Instructions for the task >> From the material below, pull out each line that contains the string "truck". Case counts.

— Start of Data to process —

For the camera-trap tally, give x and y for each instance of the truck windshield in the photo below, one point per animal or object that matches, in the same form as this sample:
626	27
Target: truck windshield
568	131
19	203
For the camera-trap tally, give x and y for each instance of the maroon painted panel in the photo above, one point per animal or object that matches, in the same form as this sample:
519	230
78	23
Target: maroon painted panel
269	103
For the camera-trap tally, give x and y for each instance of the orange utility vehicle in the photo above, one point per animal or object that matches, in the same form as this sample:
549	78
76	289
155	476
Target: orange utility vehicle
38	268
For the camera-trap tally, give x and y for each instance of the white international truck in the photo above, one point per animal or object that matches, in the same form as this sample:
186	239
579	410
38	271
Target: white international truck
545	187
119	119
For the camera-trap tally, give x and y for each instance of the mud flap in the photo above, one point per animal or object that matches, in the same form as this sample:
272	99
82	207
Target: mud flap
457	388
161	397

— End of Data to process —
— Start of Data to process —

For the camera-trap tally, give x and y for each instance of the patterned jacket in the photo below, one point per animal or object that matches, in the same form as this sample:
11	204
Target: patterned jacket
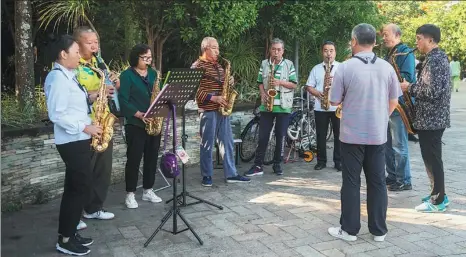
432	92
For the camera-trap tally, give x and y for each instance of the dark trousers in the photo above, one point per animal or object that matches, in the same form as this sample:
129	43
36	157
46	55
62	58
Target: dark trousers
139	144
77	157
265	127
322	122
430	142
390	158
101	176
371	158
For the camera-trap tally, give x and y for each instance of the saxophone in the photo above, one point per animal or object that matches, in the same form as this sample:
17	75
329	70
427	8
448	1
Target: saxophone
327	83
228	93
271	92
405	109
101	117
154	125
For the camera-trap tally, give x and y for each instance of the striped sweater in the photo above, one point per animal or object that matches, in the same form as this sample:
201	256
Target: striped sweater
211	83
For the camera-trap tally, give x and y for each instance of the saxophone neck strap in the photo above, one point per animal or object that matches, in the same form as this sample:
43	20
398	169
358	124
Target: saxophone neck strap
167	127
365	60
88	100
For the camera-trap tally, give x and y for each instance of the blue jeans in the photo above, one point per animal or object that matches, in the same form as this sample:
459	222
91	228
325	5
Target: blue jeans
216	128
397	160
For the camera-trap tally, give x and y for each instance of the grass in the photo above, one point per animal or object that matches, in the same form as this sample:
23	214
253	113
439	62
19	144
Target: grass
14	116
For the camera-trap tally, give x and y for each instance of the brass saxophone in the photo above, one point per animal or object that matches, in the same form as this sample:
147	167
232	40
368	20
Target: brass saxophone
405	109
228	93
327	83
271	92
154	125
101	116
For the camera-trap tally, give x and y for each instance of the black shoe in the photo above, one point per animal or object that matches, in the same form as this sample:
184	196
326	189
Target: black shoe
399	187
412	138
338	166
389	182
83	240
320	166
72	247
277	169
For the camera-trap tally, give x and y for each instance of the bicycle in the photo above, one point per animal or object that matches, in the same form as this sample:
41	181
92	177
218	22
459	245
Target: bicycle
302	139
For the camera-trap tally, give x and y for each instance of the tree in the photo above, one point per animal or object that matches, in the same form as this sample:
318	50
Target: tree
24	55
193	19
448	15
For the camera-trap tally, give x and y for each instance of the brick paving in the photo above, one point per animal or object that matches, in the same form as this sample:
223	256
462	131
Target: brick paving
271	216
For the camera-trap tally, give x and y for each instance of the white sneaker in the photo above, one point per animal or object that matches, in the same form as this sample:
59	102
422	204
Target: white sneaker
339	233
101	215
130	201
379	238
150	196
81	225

— End of Data to process —

Expected output >>
For the camera-trap tally, give x and y for each instance of the truck windshield in the photo below, one point per animal or object that matches, in the same form as this sample:
Target: truck windshield
For the camera-trap tally, give x and y for each instance of the white international truck in the photo above, one point per animal or object that matches, in the same form as this sample:
Target: white international truck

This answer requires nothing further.